Exercise description
Here are some records. Transcribe all of them exactly.

Given information
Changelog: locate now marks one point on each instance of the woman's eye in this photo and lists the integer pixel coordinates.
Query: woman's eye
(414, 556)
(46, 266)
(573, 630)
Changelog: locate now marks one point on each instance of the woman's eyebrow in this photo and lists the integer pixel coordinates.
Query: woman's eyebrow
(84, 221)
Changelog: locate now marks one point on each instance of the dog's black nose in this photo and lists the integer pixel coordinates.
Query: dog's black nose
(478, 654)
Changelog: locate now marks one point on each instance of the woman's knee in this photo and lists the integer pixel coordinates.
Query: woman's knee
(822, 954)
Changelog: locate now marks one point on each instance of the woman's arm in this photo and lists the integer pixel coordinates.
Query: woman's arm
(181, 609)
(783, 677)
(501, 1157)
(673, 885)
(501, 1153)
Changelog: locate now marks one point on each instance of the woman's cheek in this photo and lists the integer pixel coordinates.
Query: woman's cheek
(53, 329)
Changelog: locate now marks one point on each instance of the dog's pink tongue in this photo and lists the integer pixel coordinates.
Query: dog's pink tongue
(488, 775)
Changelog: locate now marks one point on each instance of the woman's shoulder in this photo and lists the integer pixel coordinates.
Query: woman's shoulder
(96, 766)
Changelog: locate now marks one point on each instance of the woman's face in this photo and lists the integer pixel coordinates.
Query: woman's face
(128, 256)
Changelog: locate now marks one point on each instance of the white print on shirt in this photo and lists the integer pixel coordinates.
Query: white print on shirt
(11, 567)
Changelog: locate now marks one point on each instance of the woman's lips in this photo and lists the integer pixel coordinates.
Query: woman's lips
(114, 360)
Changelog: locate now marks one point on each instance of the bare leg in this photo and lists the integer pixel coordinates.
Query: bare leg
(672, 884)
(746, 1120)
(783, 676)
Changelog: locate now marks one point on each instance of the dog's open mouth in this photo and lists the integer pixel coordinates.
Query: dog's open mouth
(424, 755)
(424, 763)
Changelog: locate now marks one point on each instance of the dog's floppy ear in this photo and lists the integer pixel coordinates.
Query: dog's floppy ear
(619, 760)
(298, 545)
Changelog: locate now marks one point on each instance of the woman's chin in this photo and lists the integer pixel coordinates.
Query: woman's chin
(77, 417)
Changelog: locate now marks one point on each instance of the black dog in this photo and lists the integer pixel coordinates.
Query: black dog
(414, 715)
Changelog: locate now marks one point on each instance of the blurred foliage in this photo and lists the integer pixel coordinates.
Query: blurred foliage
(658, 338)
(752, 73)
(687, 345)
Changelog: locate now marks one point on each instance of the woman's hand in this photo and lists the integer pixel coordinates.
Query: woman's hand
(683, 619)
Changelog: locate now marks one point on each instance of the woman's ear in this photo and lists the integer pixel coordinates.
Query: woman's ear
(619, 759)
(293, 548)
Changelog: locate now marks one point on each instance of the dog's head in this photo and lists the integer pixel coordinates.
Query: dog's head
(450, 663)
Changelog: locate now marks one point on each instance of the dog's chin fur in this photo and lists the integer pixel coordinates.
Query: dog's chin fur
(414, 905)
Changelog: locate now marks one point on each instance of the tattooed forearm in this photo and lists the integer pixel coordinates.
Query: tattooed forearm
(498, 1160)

Result of this exercise
Changelog: locate now marks one point on each instance of the woman's eye in this photo and lists the integer pixel coordinates.
Query: woman's eye
(414, 556)
(46, 266)
(573, 630)
Changelog: locate now marks one point on each instance of the woman's eyebrow in this photo and lists the integer pixel coordinates.
Query: woman's eyebrow
(84, 221)
Changelog: locate now marks one point on each instance of the dog's black nose in this photo and lists the integer pixel coordinates.
Query: dog's black nose
(478, 654)
Changelog: locate now marks one point on each instance of the woman's knee in this photo and lists the integer pixel coordinates.
Query: woman's knee
(822, 954)
Changelog: locate now marks one point on each instance of the woman's arm in this photo and lists the integer pixel coordinates.
Query: woman's arm
(181, 609)
(783, 677)
(501, 1157)
(673, 885)
(501, 1153)
Changelog: locate now marks one point on each instance of the woman's cheek in this photo and lists the integer pixel coordinates.
Query: woman's cheek
(53, 329)
Changelog: locate now marks one point on each instance of the dog's pink tongue in this photo and lists the integer pixel coordinates.
Query: dog's pink tongue
(488, 775)
Changelog: locate now marks one point on each instance of the woman's shoulder in this photo and lists the integer pixel coordinates.
Query: woman's shoulder
(96, 766)
Changelog: locate now marks one point on each instance of the woman's face in this photo and lists the integer pixel coordinates.
Query: woman's face
(128, 256)
Changelog: locate now marks one point on each instance of the white print on shirt in this photo and lists the integer pixel coordinates.
Query: white print on shirt
(11, 567)
Changelog: locate now marks one point on each instance of the woman's lips in this photo and lists the integer pixel coordinates.
Query: woman's lips
(114, 360)
Changelog: locate now marks one point on each instance of the bare leg in this photo and lists the integer pixel coordinates.
Query: bare leg
(672, 884)
(746, 1120)
(783, 676)
Changelog: locate now marks one point on each instance of the dog's open mouth in this photo and lists the integer pixel coordinates.
Query: dog's open mouth
(424, 755)
(424, 763)
Changelog: locate now marks one point on each instance of the dog's floppy ear in this photo and lists the integer pixel coordinates.
Query: dog's floppy ear
(619, 760)
(298, 545)
Changelog: locate now marks one point on each instance of the woman's chin in this photo and lists the integer pixel coordinates.
Query: woman's chin
(77, 417)
Changelog: locate now marks one point on each instance of the black dog in this photo and lists the integer pixel coordinates.
Query: black dog
(414, 715)
Changelog: locate now marks one point on each instance of the blurred foliage in this photo and lists the integer pixel coordinates.
Query: blurred foliage
(658, 338)
(752, 73)
(687, 345)
Changelog: locate now marks one point on each instance of the woman's hand in this photo and lists the integer pixel coordinates.
Query: woman's hand
(683, 619)
Changelog: locate now marks one point on each instance of the woman's ear in this photo and lists the integer pixel coordinates.
Query: woman's ear
(619, 759)
(293, 548)
Changelog: locate now marks one point on each instance of the dog's head in this photo and lists the integer pixel coordinates.
Query: dog's head
(450, 663)
Changelog: locate now marks one point on each instance of the dog's chin fur in this photo and lists the integer pixel coordinates.
Query: dog's chin fur
(414, 905)
Changelog: locate now marks one point on each instance of the tattooed forearm in this photo and lists the integer pixel coordinates.
Query: tattooed forearm
(498, 1160)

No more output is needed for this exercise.